Exercise passage ->
The birth rate would have been higher if it wasn't that people were getting married later and later. This could partly be explained by the development of a system in which the eldest son would inherit the farm, but not until the father was ready to hand it over. Marriages were often arranged, with the help of a matchmaker, and were calculated to keep the land in family hands. This was of benefit to the first-born son and heir, but not so good for other offspring who, as FSL Lyons points out in Ireland Since the Famine, faced a choice between emigrating or staying on and working as farmhands.
It would be another decade before land would begin to move from the hands of landlords into those of the tenants, but there were some changes on the land, with farms being consolidated into larger ones. However, the internal migration towards the urban areas was gathering pace. Depopulation of the countryside halted briefly during the 1850s, but it was only a glitch in a pattern that saw people increasingly abandon their rural cabins for towns.
In rural areas, people were generally healthier and better fed because they still relied on milk and potatoes despite the calamitous failure of the crops during the Famine, and the fact that the crop had failed over a dozen times in the decades leading up to it. Sugar was about to become a much greater part of the diet, so that it was about to become a bad time for Irish teeth. But in 1859 diabetes just wasn't a problem.
An interior view of the Irish Exhibition trade fair which was held in Dublin in 1858. Photograph: William England/London Stereoscopic Company/Getty Images
At the time, Ireland wasn't much of a beer-drinking nation. It has been estimated that in 1851, the Irish drank 3.5 gallons of beer per head, which wasn't much when compared to the 26 gallons per head being drunk by 1901. Instead, poitín and whiskey stills were the most popular source of alcohol, although they were about go into decline. Murphy's brewery in Cork was founded in 1856. As the railway network improved, the urban breweries began to squeeze out the provincial operations, with Guinness, in particular, thriving. The 1850s marked a period when it truly grew into one of the largest breweries in the world.
Spiritual health was another matter, and here there were some great changes. The Ireland of the 1850s was reeling from the Famine, and as older supernatural beliefs faded, Roman Catholicism, in its more stringent form, gained a firmer grip among the three-quarters of the population that belonged to that religion.

Source data ->

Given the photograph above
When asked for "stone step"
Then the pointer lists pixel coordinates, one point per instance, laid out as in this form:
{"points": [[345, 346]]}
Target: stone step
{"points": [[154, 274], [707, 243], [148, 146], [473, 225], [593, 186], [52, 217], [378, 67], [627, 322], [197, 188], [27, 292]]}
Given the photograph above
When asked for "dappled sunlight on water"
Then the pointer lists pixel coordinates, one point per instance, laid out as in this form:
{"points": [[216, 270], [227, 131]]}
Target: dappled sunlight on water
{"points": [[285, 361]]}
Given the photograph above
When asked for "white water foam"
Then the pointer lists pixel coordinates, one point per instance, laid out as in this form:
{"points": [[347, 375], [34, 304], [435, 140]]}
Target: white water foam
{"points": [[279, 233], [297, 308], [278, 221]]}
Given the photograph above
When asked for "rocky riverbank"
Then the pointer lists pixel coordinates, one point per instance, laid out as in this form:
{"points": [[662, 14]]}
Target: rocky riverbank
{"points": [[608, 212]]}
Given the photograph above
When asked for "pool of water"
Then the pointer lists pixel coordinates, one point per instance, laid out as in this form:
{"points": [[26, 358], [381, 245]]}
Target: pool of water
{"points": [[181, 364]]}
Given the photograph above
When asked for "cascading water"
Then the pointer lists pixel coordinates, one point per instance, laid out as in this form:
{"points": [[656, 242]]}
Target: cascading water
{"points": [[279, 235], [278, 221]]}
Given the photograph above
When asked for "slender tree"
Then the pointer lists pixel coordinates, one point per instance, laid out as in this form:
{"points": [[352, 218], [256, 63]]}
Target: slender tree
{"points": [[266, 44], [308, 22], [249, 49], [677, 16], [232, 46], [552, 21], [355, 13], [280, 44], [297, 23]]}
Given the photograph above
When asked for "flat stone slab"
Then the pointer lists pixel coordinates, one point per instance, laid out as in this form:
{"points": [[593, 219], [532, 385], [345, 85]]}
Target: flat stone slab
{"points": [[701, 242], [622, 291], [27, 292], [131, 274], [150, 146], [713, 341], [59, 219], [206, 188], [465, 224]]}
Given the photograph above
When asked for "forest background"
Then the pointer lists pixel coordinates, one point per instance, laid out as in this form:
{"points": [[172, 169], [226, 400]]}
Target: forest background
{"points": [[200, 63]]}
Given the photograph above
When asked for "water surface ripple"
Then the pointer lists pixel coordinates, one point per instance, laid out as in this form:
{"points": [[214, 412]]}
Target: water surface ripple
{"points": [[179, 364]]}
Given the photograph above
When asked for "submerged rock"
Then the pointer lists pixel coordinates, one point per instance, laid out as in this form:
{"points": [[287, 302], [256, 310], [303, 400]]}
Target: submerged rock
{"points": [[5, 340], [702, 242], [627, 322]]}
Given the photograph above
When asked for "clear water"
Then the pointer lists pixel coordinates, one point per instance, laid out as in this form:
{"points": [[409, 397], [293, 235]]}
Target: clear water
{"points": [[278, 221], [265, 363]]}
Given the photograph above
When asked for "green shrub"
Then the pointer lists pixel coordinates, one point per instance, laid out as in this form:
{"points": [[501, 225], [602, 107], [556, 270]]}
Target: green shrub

Complete the following ->
1 – In the text about Ireland in the 1850s, in what year was Murphy's brewery in Cork founded?
2 – List every specific year, not decade, mentioned in the text about Ireland in the 1850s.
3 – Write the next part of the text about Ireland in the 1850s, starting after its final sentence.
The records have nothing to do with this work.

Your responses ->
1 – 1856

2 – 1859, 1858, 1851, 1901, 1856

3 –
Gradually, there were more priests but fewer parishioners. By 1859, there would have been approximately one priest for every 2,000 parishioners, compared to one for every 3,000 in 1840. As an indication of how quickly the population was dropping – and the priesthood was becoming more of an option for many men – by 1870 there was one priest for every 1,250 parishioners.
Among the island's Protestants, especially its Presbyterians who lived mostly in the north of the island, 1859 was a year that would be remembered for the Great Revival, a period of evangelical fervour to which the firebrand preachers of today still owe a debt. It began among a small prayer group in County Antrim but swept through the province. There were "monster meetings" across Ulster, sometimes attended by tens of thousands of people, some of whom would be "stricken" by the convulsions still familiar at evangelical meetings today.
This, then, was how people lived. The politics that shaped the country they lived in also reached a seminal moment in 1859. The post-Famine years were to see the rise of Fenianism with a more militant, secretive approach. The founding of the Irish Republican Brotherhood, with its military structure and drills, meant the Irish revolutionary movement was reforming with consequences for generations of Irish to come. And it serves as a firm reminder that the Ireland into which Captain Lawrence Knox launched his thrice-weekly newspaper was one that had experienced a catastrophe of great proportions but was now at a decisive turning point.